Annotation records
● ● ●

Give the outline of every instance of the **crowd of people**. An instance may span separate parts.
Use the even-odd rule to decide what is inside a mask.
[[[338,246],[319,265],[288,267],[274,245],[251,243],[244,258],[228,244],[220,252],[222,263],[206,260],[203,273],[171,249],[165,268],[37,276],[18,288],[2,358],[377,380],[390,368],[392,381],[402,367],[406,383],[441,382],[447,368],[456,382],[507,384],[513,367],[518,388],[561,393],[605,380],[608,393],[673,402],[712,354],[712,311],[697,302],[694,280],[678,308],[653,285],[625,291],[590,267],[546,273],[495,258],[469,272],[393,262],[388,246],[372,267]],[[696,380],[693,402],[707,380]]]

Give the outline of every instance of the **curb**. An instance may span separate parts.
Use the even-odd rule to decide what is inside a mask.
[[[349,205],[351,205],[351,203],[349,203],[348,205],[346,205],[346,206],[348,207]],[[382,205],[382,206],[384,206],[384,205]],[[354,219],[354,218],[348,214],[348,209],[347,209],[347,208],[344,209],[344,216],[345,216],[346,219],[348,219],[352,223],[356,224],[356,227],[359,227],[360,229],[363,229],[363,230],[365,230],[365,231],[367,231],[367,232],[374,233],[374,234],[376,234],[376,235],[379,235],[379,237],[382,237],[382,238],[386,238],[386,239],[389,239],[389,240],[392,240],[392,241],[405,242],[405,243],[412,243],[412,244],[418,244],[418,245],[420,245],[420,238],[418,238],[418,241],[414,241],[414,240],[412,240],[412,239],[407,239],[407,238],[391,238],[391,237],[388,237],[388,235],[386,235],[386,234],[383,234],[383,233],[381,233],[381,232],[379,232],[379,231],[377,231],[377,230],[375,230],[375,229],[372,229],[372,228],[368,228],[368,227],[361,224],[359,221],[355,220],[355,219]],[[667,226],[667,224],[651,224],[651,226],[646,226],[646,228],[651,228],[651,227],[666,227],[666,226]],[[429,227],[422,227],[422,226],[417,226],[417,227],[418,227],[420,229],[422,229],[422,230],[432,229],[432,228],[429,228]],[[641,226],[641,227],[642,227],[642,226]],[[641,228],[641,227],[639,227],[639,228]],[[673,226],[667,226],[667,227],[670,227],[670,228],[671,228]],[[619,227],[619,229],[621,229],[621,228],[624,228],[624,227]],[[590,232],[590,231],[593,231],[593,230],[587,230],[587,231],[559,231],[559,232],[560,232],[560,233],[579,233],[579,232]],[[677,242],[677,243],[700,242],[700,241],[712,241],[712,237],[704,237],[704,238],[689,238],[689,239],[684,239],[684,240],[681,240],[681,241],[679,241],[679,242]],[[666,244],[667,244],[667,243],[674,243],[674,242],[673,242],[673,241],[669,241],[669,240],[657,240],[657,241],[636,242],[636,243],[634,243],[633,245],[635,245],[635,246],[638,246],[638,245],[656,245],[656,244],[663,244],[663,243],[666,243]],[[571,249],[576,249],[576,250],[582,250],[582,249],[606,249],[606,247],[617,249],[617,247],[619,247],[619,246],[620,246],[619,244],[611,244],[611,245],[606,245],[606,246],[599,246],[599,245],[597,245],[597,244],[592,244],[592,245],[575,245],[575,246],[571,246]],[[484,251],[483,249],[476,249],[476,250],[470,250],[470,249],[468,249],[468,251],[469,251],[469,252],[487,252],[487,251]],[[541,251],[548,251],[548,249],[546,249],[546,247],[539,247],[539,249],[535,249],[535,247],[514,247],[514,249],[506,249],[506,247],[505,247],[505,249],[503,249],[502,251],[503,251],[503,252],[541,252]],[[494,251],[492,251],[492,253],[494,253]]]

● ● ●

Print all of the entries exactly as they appear.

Give the outline of every instance of the **crowd of people**. An instance may span separate parts.
Use the even-odd rule to decide what is inside a mask.
[[[338,246],[319,265],[288,267],[274,245],[251,243],[244,258],[228,244],[220,252],[222,263],[206,260],[203,273],[171,249],[165,268],[37,276],[18,288],[2,358],[377,380],[390,368],[392,381],[402,367],[406,383],[441,382],[447,368],[456,382],[507,384],[513,367],[518,388],[561,393],[605,380],[608,393],[673,402],[712,354],[712,311],[697,302],[694,280],[678,308],[653,285],[625,291],[590,267],[546,273],[495,258],[469,272],[393,262],[388,246],[372,267]],[[696,380],[693,402],[707,380]]]

Give the outline of every instance of the **curb**. An instance may span separate parts.
Use the even-odd rule to decide what is inside a mask.
[[[349,205],[351,205],[351,203],[349,203],[348,205],[346,205],[346,206],[348,207]],[[382,205],[382,206],[384,206],[384,205]],[[354,219],[354,218],[348,214],[348,209],[347,209],[347,208],[344,209],[344,216],[345,216],[346,219],[348,219],[352,223],[356,224],[356,227],[359,227],[360,229],[363,229],[363,230],[365,230],[365,231],[367,231],[367,232],[374,233],[374,234],[376,234],[376,235],[379,235],[379,237],[382,237],[382,238],[386,238],[386,239],[389,239],[389,240],[392,240],[392,241],[405,242],[405,243],[412,243],[412,244],[418,244],[418,245],[420,245],[420,238],[418,238],[418,241],[414,241],[414,240],[412,240],[412,239],[407,239],[407,238],[391,238],[391,237],[388,237],[388,235],[386,235],[386,234],[383,234],[383,233],[381,233],[381,232],[379,232],[379,231],[377,231],[377,230],[375,230],[375,229],[372,229],[372,228],[368,228],[368,227],[361,224],[359,221],[355,220],[355,219]],[[667,226],[667,224],[651,224],[651,226],[646,226],[646,228],[651,228],[651,227],[666,227],[666,226]],[[429,227],[422,227],[422,226],[417,226],[417,227],[418,227],[420,229],[422,229],[422,230],[432,229],[432,228],[429,228]],[[641,226],[641,227],[642,227],[642,226]],[[641,228],[641,227],[639,227],[639,228]],[[673,226],[667,226],[667,227],[670,227],[670,228],[671,228]],[[619,227],[619,229],[621,229],[621,228],[624,228],[624,227]],[[590,232],[590,231],[593,231],[593,230],[587,230],[587,231],[559,231],[559,232],[560,232],[560,233],[579,233],[579,232]],[[677,242],[677,243],[700,242],[700,241],[712,241],[712,237],[704,237],[704,238],[689,238],[689,239],[684,239],[684,240],[681,240],[681,241],[679,241],[679,242]],[[666,244],[667,244],[667,243],[674,243],[674,242],[673,242],[673,241],[669,241],[669,240],[657,240],[657,241],[636,242],[636,243],[634,243],[633,245],[635,245],[635,246],[638,246],[638,245],[656,245],[656,244],[663,244],[663,243],[666,243]],[[571,249],[576,249],[576,250],[582,250],[582,249],[606,249],[606,247],[617,249],[617,247],[619,247],[619,246],[620,246],[619,244],[611,244],[611,245],[606,245],[606,246],[599,246],[599,245],[597,245],[597,244],[592,244],[592,245],[575,245],[575,246],[571,246]],[[484,251],[483,249],[476,249],[476,250],[470,250],[470,249],[468,249],[468,251],[469,251],[469,252],[487,252],[487,251]],[[541,251],[548,251],[548,249],[546,249],[546,247],[539,247],[539,249],[535,249],[535,247],[514,247],[514,249],[506,249],[506,247],[505,247],[505,249],[503,249],[502,251],[503,251],[503,252],[541,252]],[[494,251],[492,251],[492,253],[494,253]]]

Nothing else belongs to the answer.